WORK TASK: Every line of the material that mentions the word "shoreline" should be copied out.

SUPPLIED RECORDS:
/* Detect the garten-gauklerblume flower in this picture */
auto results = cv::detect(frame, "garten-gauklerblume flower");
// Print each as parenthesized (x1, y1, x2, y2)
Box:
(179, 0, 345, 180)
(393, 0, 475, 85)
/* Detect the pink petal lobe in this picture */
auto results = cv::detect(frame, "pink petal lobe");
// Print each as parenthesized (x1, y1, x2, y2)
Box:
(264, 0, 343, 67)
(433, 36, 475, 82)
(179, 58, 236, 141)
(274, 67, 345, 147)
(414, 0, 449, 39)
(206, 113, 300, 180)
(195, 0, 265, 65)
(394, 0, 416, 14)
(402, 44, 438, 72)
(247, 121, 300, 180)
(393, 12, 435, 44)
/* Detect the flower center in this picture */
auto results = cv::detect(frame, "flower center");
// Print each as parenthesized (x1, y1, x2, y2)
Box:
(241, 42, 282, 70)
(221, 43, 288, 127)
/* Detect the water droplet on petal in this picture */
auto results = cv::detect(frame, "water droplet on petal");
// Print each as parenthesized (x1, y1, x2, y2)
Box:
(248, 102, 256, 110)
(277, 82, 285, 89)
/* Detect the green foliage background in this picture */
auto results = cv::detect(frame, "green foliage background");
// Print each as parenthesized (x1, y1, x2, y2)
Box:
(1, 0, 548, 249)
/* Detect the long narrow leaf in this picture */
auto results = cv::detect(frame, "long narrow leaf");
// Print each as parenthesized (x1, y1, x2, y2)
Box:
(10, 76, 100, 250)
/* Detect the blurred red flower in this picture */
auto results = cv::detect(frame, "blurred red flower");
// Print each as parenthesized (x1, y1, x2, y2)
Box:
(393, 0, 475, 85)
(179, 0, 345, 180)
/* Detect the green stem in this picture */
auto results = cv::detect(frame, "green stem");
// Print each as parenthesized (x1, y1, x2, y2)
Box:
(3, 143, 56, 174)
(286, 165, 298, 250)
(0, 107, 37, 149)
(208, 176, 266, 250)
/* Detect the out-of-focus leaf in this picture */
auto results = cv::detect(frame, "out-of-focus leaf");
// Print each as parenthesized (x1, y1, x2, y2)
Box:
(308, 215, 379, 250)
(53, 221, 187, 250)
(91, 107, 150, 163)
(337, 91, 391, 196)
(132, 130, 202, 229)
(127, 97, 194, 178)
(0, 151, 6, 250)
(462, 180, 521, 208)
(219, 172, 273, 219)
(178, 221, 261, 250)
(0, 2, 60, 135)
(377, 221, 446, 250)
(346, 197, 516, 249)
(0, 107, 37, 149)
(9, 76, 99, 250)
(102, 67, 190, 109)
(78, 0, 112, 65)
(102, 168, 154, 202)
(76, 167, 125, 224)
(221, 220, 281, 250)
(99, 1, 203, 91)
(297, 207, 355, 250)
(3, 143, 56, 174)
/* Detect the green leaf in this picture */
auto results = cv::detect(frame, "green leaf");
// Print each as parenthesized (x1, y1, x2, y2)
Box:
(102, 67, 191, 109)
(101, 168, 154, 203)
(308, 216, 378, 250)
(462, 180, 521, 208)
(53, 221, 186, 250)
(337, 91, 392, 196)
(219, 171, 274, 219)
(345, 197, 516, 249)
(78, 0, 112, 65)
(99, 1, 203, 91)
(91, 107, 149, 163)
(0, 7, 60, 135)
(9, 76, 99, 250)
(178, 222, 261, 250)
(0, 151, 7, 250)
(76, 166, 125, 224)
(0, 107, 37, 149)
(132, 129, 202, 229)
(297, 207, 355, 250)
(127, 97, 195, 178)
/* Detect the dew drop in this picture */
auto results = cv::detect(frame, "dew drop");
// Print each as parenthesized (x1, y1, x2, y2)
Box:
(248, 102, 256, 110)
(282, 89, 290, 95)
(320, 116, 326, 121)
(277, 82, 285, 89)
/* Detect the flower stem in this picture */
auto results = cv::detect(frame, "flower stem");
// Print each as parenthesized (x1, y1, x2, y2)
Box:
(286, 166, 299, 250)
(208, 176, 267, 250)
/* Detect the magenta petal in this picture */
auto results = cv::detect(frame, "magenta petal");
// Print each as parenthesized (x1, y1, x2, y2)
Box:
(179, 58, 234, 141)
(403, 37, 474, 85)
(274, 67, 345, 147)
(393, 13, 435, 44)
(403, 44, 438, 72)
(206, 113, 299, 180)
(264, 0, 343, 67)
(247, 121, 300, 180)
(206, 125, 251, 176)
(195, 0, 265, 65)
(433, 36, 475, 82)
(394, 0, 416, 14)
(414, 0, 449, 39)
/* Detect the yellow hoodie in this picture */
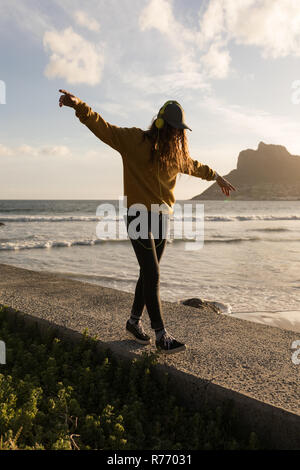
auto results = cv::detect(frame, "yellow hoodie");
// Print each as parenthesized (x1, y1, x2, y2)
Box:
(74, 100, 216, 214)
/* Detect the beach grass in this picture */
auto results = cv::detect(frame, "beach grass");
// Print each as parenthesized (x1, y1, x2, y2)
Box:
(0, 305, 260, 450)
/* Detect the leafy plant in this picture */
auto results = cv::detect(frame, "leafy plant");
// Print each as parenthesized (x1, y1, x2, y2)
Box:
(0, 306, 260, 450)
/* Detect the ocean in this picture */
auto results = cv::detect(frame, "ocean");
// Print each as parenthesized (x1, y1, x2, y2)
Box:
(0, 199, 299, 332)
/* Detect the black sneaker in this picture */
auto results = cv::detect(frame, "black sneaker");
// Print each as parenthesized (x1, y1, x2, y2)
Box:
(155, 332, 186, 354)
(126, 319, 151, 345)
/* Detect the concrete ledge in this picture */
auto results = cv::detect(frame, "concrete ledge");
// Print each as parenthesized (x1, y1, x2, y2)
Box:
(0, 263, 299, 449)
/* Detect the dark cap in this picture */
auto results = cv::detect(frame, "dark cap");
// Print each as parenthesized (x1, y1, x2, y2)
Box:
(163, 102, 192, 131)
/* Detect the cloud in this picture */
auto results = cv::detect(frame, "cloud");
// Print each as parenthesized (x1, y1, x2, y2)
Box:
(197, 0, 226, 45)
(1, 144, 72, 158)
(0, 0, 52, 41)
(139, 0, 196, 44)
(0, 144, 13, 157)
(138, 0, 231, 85)
(74, 10, 101, 32)
(138, 0, 300, 88)
(229, 0, 300, 58)
(200, 94, 300, 150)
(199, 0, 300, 59)
(38, 145, 72, 157)
(139, 0, 177, 38)
(121, 69, 210, 98)
(201, 41, 231, 79)
(43, 26, 105, 85)
(138, 0, 211, 92)
(95, 102, 129, 119)
(17, 144, 38, 156)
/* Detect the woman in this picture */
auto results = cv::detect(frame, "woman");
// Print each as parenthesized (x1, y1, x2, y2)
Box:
(59, 89, 236, 354)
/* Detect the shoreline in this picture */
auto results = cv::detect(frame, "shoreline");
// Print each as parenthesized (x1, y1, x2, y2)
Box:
(227, 309, 300, 334)
(35, 267, 300, 336)
(1, 262, 300, 335)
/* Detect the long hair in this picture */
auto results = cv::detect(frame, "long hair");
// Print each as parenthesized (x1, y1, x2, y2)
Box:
(141, 116, 195, 175)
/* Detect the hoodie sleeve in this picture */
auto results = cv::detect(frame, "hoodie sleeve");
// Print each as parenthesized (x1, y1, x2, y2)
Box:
(74, 99, 136, 155)
(181, 158, 216, 181)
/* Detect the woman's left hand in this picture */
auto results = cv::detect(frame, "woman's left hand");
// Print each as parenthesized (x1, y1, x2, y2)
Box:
(216, 175, 236, 197)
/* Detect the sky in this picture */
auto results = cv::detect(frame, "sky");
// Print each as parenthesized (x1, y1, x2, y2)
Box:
(1, 0, 300, 199)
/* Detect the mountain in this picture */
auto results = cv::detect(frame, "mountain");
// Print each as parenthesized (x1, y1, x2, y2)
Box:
(192, 141, 300, 200)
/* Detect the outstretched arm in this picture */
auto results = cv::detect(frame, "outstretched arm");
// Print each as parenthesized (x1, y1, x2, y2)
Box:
(58, 89, 134, 154)
(182, 158, 236, 197)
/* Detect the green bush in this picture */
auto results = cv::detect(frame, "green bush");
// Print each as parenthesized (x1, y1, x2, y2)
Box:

ANSWER FOR THE TASK:
/* Detect the shoreline in this picture */
auto results = cv::detect(frame, "shoreline");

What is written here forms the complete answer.